EL TEXTO:

━━━━

Mientras tecleo, con descuido, estas líneas, en los vecinos municipios de Atotonilco y de Tula de Allende toman medidas para reducir las aglomeraciones en los espacios cerrados, debido a que el número de contagios por covid ha aumentado considerablemente.
Nadie se queja ya, nadie se escandaliza, el escalofrío de hace un par de años ha sido sustituido por una discreta resignación. Ignoro si tales medidas serán respetadas escrupulosamente o sí sólo acataremos sin cumplir.
No sé si resucitarán los inútiles tapetitos de hule con un líquido de dudosa calidad. Hay lugares en los que no harán absolutamente nada por la simple y sencilla razón de que no han dejado de exigir el cubrebocas y la aplicación de gel en las manos.
Cada vez son menos las personas de nuestro círculo cercano que no se han contagiado con alguna de las variantes del virus. Hay quien va ya por su tercero o cuarto contagio y no se miran abatidos, son como coleccionistas a los que la vida no ha dejado alternativa.
Pero desde aquel febrero del 2020 hasta el día de hoy he sabido de innumerables casos, algunos graves, otros no tanto.
Como en otras ocasiones, aparecieron aquí y allá los nuevos personajes de la pandemia: el curandero, el vidente, el negacionista (que generalmente cree en los ovnis), la médica antivacunas con acento argentino, el paranoico que usa hasta tres cubrebocas y se baja de la banqueta para evitar el contacto con los otros, el conspiranoico, el apocalíptico y, finalmente, los invictos.

━━━━

FILAS DE DATOS:
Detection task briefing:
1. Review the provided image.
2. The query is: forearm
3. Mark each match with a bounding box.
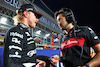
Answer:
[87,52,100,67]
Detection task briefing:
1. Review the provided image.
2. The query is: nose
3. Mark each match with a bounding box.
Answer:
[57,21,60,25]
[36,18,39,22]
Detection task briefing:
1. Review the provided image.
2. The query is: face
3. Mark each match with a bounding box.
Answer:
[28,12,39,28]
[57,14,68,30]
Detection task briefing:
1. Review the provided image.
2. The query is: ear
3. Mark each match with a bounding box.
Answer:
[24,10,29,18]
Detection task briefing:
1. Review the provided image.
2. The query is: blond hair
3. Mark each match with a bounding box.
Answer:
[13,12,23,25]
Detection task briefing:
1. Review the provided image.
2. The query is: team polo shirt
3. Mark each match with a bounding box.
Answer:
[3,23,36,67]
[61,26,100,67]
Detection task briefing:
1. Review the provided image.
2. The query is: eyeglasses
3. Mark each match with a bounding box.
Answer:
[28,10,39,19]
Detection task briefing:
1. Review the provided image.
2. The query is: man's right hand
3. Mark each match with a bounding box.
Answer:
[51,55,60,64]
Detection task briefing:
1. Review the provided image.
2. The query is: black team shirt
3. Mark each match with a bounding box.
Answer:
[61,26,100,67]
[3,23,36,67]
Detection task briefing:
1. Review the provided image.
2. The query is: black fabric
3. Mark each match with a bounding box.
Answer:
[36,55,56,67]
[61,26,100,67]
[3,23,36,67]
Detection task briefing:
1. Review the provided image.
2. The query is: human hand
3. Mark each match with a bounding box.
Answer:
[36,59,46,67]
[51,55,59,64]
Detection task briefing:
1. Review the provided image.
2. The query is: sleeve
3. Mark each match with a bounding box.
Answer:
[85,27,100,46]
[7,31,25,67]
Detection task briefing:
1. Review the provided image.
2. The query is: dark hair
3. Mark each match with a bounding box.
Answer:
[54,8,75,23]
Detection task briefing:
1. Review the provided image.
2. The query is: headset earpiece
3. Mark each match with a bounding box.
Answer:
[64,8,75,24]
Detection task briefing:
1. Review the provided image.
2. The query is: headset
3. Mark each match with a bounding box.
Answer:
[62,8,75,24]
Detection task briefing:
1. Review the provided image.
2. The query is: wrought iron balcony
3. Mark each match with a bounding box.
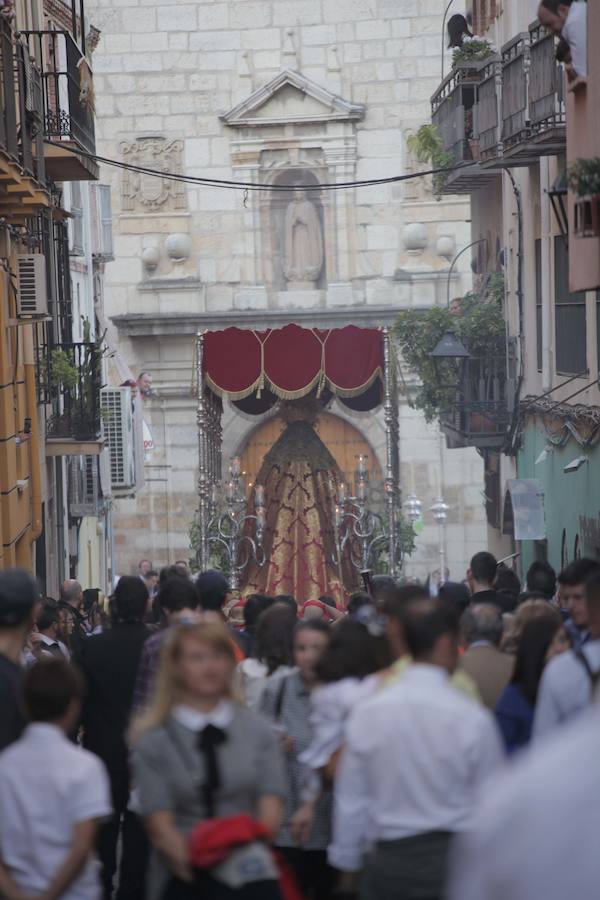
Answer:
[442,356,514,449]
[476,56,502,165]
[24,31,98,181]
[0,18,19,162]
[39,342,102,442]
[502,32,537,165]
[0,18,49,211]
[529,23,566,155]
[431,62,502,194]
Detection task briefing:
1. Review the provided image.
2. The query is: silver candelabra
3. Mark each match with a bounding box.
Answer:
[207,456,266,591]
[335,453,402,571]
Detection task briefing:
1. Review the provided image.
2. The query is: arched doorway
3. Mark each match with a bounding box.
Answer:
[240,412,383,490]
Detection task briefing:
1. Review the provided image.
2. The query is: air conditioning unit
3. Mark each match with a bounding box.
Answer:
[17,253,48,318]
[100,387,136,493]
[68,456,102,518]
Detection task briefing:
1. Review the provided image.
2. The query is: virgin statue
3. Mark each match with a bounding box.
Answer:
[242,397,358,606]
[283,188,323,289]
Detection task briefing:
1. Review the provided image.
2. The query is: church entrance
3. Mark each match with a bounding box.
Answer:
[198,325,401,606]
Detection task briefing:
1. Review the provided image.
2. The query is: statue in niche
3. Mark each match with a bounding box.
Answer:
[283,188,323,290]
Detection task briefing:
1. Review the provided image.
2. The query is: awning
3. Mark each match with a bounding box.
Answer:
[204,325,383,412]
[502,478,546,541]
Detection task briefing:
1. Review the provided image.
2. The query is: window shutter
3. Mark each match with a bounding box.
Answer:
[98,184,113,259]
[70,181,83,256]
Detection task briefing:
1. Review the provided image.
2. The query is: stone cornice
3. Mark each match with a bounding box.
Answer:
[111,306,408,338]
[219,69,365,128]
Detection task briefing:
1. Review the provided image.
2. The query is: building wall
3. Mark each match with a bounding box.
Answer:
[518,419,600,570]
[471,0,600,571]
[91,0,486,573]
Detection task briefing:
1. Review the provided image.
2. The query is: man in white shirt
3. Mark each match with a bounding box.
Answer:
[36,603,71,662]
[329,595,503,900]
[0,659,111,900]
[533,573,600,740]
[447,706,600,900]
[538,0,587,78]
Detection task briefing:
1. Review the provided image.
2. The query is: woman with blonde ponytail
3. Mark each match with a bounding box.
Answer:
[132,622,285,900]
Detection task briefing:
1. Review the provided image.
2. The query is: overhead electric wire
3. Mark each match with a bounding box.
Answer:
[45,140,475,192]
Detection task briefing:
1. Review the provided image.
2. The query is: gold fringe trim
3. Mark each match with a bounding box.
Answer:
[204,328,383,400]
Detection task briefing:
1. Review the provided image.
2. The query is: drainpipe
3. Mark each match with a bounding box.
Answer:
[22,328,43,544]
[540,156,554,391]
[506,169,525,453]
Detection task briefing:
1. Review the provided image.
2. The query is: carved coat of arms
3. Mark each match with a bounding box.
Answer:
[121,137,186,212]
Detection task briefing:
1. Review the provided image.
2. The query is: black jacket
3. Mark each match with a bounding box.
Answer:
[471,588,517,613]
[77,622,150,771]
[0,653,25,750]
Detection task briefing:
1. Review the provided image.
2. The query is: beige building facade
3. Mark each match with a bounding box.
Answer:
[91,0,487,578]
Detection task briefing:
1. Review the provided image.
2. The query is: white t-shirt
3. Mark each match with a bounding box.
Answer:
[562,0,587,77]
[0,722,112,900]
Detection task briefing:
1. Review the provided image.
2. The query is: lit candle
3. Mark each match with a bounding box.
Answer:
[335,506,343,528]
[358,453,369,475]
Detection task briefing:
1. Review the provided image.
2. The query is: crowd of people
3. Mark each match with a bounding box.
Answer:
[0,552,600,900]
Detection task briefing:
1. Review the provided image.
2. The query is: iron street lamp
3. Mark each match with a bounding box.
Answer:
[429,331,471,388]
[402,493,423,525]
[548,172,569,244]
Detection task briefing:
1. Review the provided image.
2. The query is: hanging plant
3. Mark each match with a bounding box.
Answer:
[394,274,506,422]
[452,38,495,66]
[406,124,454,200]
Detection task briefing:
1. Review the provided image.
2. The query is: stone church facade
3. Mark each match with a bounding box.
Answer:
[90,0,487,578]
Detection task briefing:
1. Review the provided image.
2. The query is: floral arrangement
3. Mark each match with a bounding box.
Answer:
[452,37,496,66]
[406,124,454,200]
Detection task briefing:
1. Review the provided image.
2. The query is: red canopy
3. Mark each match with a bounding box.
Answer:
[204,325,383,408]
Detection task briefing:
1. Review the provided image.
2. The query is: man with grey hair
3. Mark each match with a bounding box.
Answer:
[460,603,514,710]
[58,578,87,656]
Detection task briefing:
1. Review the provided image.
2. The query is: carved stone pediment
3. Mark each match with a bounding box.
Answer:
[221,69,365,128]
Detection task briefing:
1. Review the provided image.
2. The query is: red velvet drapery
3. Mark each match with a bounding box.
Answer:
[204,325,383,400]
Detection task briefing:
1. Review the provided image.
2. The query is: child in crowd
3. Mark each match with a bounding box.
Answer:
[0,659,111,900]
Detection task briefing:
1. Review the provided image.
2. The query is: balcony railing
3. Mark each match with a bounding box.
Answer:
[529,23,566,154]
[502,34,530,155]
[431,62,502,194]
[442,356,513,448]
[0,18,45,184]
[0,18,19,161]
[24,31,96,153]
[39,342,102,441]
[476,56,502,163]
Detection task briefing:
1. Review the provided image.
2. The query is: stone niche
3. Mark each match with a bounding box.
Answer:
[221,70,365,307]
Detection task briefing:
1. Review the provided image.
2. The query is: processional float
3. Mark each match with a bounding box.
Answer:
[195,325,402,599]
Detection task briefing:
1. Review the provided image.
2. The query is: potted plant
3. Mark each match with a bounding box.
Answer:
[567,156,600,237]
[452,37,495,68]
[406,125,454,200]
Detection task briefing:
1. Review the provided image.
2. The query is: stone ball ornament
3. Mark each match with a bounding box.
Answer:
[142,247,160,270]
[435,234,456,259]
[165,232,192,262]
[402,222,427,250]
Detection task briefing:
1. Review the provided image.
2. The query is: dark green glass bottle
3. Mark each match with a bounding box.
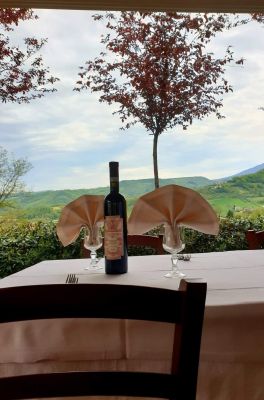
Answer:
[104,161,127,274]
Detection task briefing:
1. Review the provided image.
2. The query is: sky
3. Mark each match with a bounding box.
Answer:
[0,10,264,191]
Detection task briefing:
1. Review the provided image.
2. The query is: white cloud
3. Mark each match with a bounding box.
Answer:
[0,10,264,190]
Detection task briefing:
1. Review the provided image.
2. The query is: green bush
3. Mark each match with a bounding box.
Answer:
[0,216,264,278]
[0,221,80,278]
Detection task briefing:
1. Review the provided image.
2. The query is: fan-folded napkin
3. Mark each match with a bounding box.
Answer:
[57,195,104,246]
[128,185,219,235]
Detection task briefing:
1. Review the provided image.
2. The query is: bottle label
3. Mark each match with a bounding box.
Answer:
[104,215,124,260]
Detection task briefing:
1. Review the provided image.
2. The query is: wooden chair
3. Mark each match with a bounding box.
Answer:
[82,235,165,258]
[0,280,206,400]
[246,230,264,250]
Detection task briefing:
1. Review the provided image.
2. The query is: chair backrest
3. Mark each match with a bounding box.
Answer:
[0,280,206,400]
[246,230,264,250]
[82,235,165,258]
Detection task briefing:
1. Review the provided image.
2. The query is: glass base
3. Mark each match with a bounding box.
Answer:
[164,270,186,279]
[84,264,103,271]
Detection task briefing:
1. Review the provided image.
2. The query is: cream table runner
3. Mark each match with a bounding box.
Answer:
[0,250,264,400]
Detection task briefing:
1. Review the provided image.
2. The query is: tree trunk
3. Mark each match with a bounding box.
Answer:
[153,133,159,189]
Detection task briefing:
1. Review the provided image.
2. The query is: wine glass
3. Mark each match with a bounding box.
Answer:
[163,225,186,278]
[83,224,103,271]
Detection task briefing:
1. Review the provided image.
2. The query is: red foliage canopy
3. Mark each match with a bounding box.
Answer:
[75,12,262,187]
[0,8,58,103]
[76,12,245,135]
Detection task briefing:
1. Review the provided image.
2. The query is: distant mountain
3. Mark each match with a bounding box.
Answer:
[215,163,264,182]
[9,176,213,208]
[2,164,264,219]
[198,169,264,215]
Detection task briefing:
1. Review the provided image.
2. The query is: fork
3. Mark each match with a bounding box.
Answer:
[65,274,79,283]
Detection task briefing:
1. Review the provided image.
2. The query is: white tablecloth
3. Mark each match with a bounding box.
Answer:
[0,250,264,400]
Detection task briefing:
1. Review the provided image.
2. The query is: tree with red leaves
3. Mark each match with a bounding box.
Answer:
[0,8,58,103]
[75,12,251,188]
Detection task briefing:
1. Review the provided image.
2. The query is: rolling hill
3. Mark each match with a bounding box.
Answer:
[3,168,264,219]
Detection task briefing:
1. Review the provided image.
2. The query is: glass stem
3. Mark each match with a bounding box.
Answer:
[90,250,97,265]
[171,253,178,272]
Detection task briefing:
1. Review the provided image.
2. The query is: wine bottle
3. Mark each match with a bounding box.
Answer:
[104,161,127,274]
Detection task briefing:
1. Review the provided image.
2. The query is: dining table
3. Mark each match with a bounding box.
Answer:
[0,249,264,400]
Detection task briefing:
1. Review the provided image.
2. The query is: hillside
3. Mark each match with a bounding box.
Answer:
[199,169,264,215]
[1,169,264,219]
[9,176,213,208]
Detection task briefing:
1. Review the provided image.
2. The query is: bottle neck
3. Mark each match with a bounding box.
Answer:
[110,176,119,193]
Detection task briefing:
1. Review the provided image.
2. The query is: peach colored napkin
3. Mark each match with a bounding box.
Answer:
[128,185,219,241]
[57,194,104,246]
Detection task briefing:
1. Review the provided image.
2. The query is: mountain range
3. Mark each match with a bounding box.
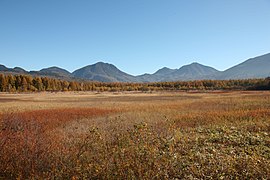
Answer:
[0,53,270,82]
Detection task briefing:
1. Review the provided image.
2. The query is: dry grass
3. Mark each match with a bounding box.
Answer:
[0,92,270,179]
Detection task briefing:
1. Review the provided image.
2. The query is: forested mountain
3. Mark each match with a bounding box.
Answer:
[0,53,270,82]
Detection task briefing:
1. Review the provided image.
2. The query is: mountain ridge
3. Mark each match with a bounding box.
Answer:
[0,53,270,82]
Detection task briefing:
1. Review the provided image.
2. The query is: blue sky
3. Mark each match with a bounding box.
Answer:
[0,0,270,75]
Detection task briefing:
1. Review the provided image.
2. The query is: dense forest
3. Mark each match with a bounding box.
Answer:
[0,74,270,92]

━━━━

PREGUNTAS DE LECTURA:
1/ Según el texto sobre el covid, ¿son ciertas o falsas las siguientes afirmaciones? Responde sí o no a cada una y cita entre comillas las palabras del texto que lo deciden.
(a) En Atotonilco y Tula de Allende toman medidas porque los contagios han subido.
(b) La gente sigue escandalizándose como hace un par de años.
(c) Quienes ya van por su tercer o cuarto contagio se ven abatidos.
2/ De acuerdo con el texto sobre el covid, ¿por qué en algunos lugares no harán absolutamente nada ante las nuevas medidas?
3/ Copia del texto sobre el covid el pasaje que va desde "No sé si resucitarán" hasta "ha dejado alternativa.", ambos incluidos.

RESPUESTAS POR PUNTO:
1/
(a) Sí: "debido a que el número de contagios por covid ha aumentado considerablemente".
(b) No: "Nadie se queja ya, nadie se escandaliza".
(c) No: "no se miran abatidos".

2/ En esos lugares nunca han dejado de pedir el cubrebocas ni la aplicación de gel en las manos.

3/
No sé si resucitarán los inútiles tapetitos de hule con un líquido de dudosa calidad. Hay lugares en los que no harán absolutamente nada por la simple y sencilla razón de que no han dejado de exigir el cubrebocas y la aplicación de gel en las manos.
Cada vez son menos las personas de nuestro círculo cercano que no se han contagiado con alguna de las variantes del virus. Hay quien va ya por su tercero o cuarto contagio y no se miran abatidos, son como coleccionistas a los que la vida no ha dejado alternativa.